(GIVEN DATA begins)

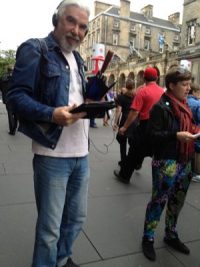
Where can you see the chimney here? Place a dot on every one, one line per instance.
(100, 7)
(125, 8)
(147, 11)
(174, 18)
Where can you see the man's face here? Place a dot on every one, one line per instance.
(71, 28)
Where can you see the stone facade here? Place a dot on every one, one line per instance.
(134, 38)
(190, 36)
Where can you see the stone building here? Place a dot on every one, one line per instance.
(190, 36)
(132, 36)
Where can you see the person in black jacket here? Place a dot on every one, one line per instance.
(123, 102)
(171, 130)
(4, 87)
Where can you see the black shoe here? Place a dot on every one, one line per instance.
(12, 132)
(120, 178)
(148, 249)
(176, 244)
(93, 126)
(70, 263)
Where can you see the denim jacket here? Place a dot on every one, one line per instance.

(GIVEN DATA ends)

- **TASK DIRECTIONS**
Print exactly, and only, the lines running from the one that contains "Where can you see the black" to the last line of the records above.

- **YOUR SOLUTION**
Where can you see the black shoe here? Place a dot on every one, one line per instance.
(12, 132)
(120, 178)
(148, 249)
(176, 244)
(93, 126)
(70, 263)
Where can you see the denim jacket here? Place a dot on every one, one line per instance.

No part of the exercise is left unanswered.